Source records:
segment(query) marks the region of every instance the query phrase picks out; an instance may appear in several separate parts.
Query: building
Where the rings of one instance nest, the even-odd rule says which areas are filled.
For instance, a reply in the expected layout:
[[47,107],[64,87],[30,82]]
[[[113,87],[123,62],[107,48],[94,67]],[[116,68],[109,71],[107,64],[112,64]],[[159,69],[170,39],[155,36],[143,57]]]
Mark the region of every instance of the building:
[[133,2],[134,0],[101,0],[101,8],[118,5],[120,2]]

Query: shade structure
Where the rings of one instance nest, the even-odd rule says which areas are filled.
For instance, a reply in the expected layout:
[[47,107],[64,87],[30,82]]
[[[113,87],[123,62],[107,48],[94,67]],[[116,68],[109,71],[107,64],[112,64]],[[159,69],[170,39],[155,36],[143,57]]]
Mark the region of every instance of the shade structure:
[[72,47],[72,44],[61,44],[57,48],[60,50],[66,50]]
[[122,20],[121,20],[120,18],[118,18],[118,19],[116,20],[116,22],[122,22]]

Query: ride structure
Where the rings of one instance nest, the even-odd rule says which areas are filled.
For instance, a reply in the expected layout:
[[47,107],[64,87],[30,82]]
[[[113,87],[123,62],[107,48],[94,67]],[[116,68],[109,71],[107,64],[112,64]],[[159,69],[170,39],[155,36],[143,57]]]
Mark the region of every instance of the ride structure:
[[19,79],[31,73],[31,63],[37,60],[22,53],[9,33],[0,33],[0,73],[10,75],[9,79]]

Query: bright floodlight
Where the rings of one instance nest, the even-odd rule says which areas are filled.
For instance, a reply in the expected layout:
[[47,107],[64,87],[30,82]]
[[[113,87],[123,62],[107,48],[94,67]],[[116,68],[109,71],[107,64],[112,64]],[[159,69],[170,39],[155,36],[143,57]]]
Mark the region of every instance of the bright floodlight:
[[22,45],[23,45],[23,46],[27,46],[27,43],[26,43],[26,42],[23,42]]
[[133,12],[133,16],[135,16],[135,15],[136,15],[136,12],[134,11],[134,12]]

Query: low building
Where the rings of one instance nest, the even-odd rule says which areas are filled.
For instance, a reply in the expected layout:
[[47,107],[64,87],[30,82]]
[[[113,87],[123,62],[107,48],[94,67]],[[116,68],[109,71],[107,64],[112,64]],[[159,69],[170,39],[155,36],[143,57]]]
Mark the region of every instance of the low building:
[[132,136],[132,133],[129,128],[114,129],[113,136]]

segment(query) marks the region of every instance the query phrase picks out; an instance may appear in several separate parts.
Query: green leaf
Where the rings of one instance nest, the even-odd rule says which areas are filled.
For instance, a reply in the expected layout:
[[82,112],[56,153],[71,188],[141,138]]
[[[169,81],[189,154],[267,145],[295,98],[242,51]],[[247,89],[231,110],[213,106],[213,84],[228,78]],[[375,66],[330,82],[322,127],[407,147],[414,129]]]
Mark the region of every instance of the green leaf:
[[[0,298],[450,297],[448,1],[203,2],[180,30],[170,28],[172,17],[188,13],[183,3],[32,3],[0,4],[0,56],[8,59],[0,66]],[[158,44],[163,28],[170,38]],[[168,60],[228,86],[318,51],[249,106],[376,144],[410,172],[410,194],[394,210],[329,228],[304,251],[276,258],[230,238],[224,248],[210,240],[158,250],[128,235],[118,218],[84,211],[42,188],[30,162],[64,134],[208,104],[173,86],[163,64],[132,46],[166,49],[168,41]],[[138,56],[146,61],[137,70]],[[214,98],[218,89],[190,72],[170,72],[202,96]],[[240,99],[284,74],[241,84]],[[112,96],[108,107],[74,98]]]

→ **What is being asked**: Can you return every line of the data above, unchanged?

→ **Solution below**:
segment(query) marks the region of every instance the query phrase picks out; an instance may appear in several separate parts.
Query: building
Where the rings of one instance nest, the even-odd rule says which areas are filled.
For instance, a reply in the expected layout:
[[47,107],[64,87],[30,82]]
[[[113,87],[123,62],[107,48],[94,67]],[[116,68],[109,71],[107,64],[112,64]],[[159,69],[170,39],[155,36],[143,57]]]
Mark the region of every instance of the building:
[[133,2],[134,0],[101,0],[101,8],[118,5],[120,2]]

Query: shade structure
Where the rings of one instance nest, the even-odd rule says which areas are filled.
For instance, a reply in the expected layout:
[[47,107],[64,87],[30,82]]
[[[113,87],[123,62],[107,48],[94,67]],[[116,68],[109,71],[107,64],[112,64]],[[159,69],[170,39],[155,36],[143,57]]]
Mark the region of every instance of the shade structure:
[[72,47],[72,44],[61,44],[57,48],[60,50],[66,50]]
[[122,20],[121,20],[120,18],[118,18],[118,19],[116,20],[116,22],[122,22]]

Query: ride structure
Where the rings of one instance nest, the even-odd rule says which areas are filled.
For instance, a reply in the expected layout:
[[47,107],[64,87],[30,82]]
[[[113,87],[123,62],[107,48],[94,67]],[[116,68],[109,71],[107,64],[112,64]],[[159,69],[170,39],[155,36],[143,57]]]
Mark the region of every instance of the ride structure:
[[19,79],[31,73],[31,63],[37,60],[22,53],[9,33],[0,33],[0,73],[10,75],[9,79]]

Query: bright floodlight
Where the rings of one instance nest, the even-odd rule says which areas are filled.
For instance, a reply in the expected layout:
[[47,107],[64,87],[30,82]]
[[[113,87],[123,62],[107,48],[94,67]],[[116,68],[109,71],[107,64],[112,64]],[[159,69],[170,39],[155,36],[143,57]]]
Mark the region of every instance of the bright floodlight:
[[22,45],[23,45],[23,46],[27,46],[27,43],[26,43],[26,42],[23,42]]
[[133,12],[133,16],[135,16],[135,15],[136,15],[136,12],[134,11],[134,12]]

Query: low building
Where the rings of one instance nest, the even-odd rule says which areas are filled.
For instance, a reply in the expected layout:
[[47,107],[64,87],[30,82]]
[[[113,87],[123,62],[107,48],[94,67]],[[116,68],[109,71],[107,64],[112,64]],[[159,69],[170,39],[155,36],[143,57]]]
Mark the region of every instance of the low building:
[[132,136],[132,133],[129,128],[114,129],[113,136]]

segment(query) marks the region of every instance the query phrase picks out; an instance may appear in several separate parts.
Query: green leaf
Where the rings of one instance nest, the even-odd rule says which areas are filled.
For instance, a reply in the expected layout:
[[82,112],[56,153],[71,188],[141,138]]
[[[169,81],[189,154],[267,145],[295,98],[242,51]],[[247,89],[231,110],[213,106],[213,84],[228,78]],[[375,66],[330,82],[322,127],[407,147],[414,129]]]
Mark the region of every instance of the green leaf:
[[[0,298],[450,297],[448,1],[203,2],[180,30],[170,28],[172,17],[188,13],[183,3],[32,3],[0,4],[0,56],[8,59],[0,66]],[[158,44],[163,28],[170,38]],[[168,60],[228,86],[318,51],[249,106],[376,144],[410,172],[410,194],[394,210],[329,228],[304,251],[276,258],[230,238],[224,248],[210,240],[158,250],[128,235],[118,218],[84,211],[42,188],[30,162],[64,134],[208,104],[173,86],[163,64],[132,46],[166,49],[168,41]],[[138,56],[146,61],[137,70]],[[214,98],[218,89],[190,72],[170,72],[202,96]],[[240,99],[284,74],[241,84]],[[112,96],[108,107],[74,98]]]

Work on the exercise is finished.